**GIVEN EXERCISE 1:**
Repeat the post on Dr. Yandle's reply word for word.

Yesterday, I received a response from the legendary Public Choice scholar, Dr. Bruce Yandle. There were three main takeaways from his response to my e-mail. Even through e-mail communications, Dr. Yandle exhibits all of the decorum and humility you would expect from a southern gentleman. It truly is a privilege as a nonacademic to be able to have such an exchange with one of my intellectual heroes.
Takeaway #1- He was Humbled by the Fact that His Theory Was So Influential Upon My Thinking
I was slightly surprised that he was humbled by the impact his theory has had on my thinking. He was particularly humbled by the fact that I find his theory to be a powerful means for explaining the world. I could not agree more. The Bootleggers and Baptists’ paradigm is not relegated purely to the sphere of politics and regulation. As he mentioned in his response you start to notice examples everywhere once you are familiar with the concept. That speaks volumes of the conceptual transcendents of the theory. Making all the more brilliant observations. Above all, I am glad that Dr. Yandle was able to see that his theory has influenced others. That it is a “living idea” not just a sterile postulation that is confined to dusty economic textbooks. But a profound theory that explains the world how it is. Not imposing value judgments of what should be.
It should also be noted that he did see some sound reasoning in equating Bootleggers and Baptists to the Id and Superego. He also alluded to Adam Smith’s Theory of Moral Sentiment, citing that both roles also paralleled Smith’s” the man within the breast” and the “impartial spectator”.
Takeaway #2- Dr. Yandle conceptually finds the prospect of a Dual-Role Actor to be valid.

**SUPPLIED ENTRIES:**

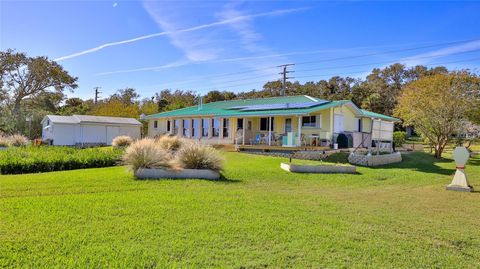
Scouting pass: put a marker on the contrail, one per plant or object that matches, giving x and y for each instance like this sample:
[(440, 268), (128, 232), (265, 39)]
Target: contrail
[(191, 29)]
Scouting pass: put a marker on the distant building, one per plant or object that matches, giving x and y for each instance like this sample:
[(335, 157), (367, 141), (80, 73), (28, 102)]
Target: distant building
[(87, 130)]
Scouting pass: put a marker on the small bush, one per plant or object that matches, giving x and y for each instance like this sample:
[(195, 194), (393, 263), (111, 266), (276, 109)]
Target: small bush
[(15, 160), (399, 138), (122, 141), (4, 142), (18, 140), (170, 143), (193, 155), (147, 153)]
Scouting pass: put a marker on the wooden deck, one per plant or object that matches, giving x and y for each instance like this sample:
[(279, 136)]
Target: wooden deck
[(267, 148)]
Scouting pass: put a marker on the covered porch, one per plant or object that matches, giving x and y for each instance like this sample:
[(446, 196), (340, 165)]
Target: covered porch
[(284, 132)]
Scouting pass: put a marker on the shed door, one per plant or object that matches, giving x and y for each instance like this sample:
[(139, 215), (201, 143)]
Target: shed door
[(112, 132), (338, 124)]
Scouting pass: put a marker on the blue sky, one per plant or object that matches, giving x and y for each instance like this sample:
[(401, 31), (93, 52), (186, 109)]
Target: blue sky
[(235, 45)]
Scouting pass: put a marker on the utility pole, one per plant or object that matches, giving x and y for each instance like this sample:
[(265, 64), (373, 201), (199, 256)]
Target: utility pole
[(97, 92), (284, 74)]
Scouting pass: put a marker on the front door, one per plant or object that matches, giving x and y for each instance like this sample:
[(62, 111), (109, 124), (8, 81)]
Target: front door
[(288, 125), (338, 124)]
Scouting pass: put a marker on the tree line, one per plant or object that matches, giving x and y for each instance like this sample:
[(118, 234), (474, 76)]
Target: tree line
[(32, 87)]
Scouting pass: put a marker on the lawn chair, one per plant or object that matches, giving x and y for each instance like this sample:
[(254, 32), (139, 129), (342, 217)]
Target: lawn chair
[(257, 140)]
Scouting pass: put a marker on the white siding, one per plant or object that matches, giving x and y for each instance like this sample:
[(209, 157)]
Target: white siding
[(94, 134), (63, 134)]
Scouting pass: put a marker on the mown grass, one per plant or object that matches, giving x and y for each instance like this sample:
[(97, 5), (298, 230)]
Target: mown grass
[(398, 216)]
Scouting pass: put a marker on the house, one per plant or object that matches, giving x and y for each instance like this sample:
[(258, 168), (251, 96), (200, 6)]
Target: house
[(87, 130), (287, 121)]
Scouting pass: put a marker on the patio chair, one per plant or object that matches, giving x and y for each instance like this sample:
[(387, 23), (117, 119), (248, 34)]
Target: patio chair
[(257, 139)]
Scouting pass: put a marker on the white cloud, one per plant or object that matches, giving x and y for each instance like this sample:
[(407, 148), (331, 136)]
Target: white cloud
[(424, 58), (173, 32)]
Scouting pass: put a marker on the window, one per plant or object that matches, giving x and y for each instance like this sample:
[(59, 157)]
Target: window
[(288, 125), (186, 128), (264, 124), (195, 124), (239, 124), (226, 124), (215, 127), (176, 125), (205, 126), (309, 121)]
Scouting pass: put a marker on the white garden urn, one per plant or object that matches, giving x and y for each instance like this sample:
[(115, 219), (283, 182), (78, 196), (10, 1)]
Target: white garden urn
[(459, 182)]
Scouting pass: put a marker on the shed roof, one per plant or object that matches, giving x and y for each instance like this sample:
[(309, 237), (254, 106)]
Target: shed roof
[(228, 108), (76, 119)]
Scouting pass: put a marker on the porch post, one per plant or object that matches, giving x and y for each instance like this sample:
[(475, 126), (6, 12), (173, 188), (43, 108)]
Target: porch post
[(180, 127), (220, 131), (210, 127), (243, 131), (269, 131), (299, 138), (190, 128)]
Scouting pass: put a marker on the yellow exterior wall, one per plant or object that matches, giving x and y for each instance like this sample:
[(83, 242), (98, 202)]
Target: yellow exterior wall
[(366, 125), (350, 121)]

* * *

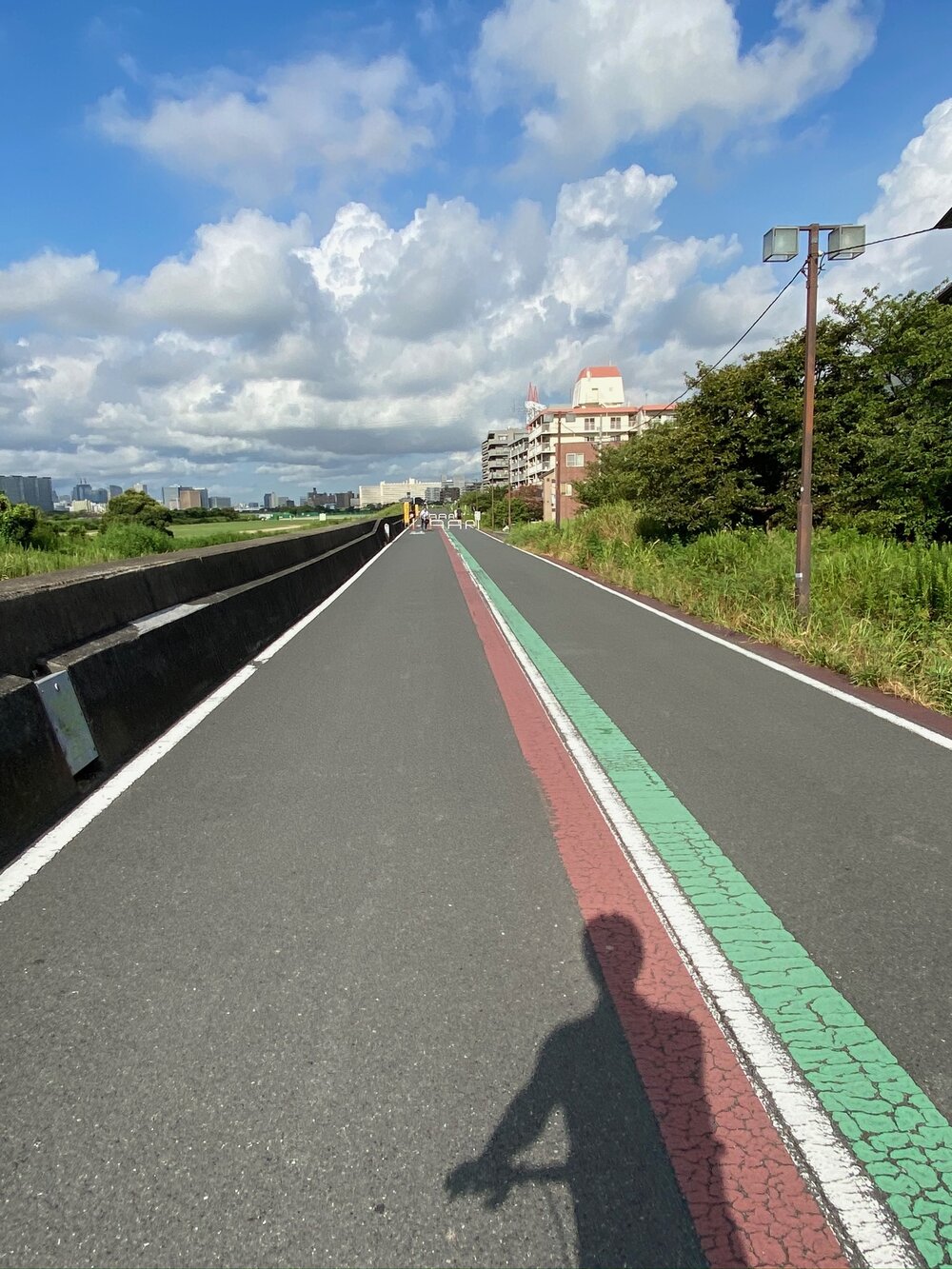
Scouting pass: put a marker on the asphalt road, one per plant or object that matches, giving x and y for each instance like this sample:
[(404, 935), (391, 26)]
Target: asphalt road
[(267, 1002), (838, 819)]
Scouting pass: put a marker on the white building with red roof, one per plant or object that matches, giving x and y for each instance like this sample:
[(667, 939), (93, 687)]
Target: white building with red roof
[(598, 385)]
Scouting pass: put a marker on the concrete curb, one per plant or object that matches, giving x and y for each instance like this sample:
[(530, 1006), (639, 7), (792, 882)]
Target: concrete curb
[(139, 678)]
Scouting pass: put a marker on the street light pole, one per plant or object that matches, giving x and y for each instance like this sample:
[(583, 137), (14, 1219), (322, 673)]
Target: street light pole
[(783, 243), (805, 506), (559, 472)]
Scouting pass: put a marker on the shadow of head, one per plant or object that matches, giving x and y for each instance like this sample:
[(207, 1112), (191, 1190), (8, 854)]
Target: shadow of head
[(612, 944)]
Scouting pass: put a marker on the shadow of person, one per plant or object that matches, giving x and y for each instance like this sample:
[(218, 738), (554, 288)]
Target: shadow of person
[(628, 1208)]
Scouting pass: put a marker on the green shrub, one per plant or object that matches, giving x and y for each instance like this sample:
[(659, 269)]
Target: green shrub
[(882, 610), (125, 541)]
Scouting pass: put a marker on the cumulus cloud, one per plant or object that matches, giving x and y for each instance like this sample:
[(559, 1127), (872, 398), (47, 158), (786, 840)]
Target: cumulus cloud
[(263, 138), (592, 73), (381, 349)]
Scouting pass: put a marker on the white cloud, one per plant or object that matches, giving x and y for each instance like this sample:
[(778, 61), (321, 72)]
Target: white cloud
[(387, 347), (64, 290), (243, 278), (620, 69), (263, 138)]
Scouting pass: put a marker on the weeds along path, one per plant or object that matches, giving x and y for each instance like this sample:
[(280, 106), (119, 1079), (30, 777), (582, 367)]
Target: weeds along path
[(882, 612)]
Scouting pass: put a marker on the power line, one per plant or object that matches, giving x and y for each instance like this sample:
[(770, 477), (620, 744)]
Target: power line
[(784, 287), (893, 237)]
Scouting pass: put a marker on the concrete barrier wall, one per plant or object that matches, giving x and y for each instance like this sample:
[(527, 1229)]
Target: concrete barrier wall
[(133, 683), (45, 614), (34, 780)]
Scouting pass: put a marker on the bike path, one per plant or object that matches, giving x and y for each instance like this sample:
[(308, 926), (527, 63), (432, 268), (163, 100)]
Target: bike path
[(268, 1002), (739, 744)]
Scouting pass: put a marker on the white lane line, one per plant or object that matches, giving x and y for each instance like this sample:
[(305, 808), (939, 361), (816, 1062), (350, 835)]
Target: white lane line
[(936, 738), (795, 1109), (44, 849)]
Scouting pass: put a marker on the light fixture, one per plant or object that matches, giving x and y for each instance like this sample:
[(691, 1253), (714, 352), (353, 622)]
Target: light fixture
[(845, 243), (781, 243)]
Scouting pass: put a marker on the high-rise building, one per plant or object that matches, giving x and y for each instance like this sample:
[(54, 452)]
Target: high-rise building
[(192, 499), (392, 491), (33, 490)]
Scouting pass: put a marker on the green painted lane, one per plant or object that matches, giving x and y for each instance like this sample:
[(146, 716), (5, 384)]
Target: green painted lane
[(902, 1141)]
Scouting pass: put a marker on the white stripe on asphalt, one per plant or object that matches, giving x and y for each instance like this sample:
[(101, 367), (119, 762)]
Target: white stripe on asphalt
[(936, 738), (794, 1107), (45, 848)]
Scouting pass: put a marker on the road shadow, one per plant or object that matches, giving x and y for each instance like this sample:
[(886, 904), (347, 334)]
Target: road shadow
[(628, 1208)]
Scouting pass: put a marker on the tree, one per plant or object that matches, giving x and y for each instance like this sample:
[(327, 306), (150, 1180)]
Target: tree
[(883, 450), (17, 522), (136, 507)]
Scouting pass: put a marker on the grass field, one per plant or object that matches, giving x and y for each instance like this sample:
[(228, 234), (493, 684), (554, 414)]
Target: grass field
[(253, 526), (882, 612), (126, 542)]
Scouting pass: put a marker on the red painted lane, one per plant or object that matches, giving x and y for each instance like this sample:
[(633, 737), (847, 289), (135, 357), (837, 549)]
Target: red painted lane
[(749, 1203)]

**GIVEN EXERCISE 2:**
Copy every line in the listing from the one containing "Scouting pass: put a marker on the white siding, one" down to the one containing "[(424, 58), (173, 32)]", both lines included.

**OUTPUT 1:**
Yesterday, I received a response from the legendary Public Choice scholar, Dr. Bruce Yandle. There were three main takeaways from his response to my e-mail. Even through e-mail communications, Dr. Yandle exhibits all of the decorum and humility you would expect from a southern gentleman. It truly is a privilege as a nonacademic to be able to have such an exchange with one of my intellectual heroes.
Takeaway #1- He was Humbled by the Fact that His Theory Was So Influential Upon My Thinking
I was slightly surprised that he was humbled by the impact his theory has had on my thinking. He was particularly humbled by the fact that I find his theory to be a powerful means for explaining the world. I could not agree more. The Bootleggers and Baptists’ paradigm is not relegated purely to the sphere of politics and regulation. As he mentioned in his response you start to notice examples everywhere once you are familiar with the concept. That speaks volumes of the conceptual transcendents of the theory. Making all the more brilliant observations. Above all, I am glad that Dr. Yandle was able to see that his theory has influenced others. That it is a “living idea” not just a sterile postulation that is confined to dusty economic textbooks. But a profound theory that explains the world how it is. Not imposing value judgments of what should be.
It should also be noted that he did see some sound reasoning in equating Bootleggers and Baptists to the Id and Superego. He also alluded to Adam Smith’s Theory of Moral Sentiment, citing that both roles also paralleled Smith’s” the man within the breast” and the “impartial spectator”.
Takeaway #2- Dr. Yandle conceptually finds the prospect of a Dual-Role Actor to be valid.

**OUTPUT 2:**
Scouting pass: put a marker on the white siding, one per plant or object that matches, giving x and y for each instance like this sample:
[(209, 157)]
Target: white siding
[(94, 134), (63, 134)]
Scouting pass: put a marker on the mown grass, one per plant or object that matches, giving x and y for each instance like this sample:
[(97, 5), (298, 230)]
Target: mown grass
[(398, 216)]
Scouting pass: put a marker on the house, one per plant or object that matches, giving x and y for each instance like this sample:
[(258, 168), (251, 96), (200, 6)]
Target: house
[(87, 130), (287, 121)]
Scouting pass: put a marker on the patio chair, one per plant or object that matches, giving x and y for each instance like this sample:
[(387, 23), (117, 119), (248, 34)]
Target: patio chair
[(257, 139)]
Scouting pass: put a marker on the white cloud, one per plant or object that matches, giving x and y for each instance like this sample:
[(407, 148), (331, 136)]
Target: white cloud
[(424, 58), (173, 32)]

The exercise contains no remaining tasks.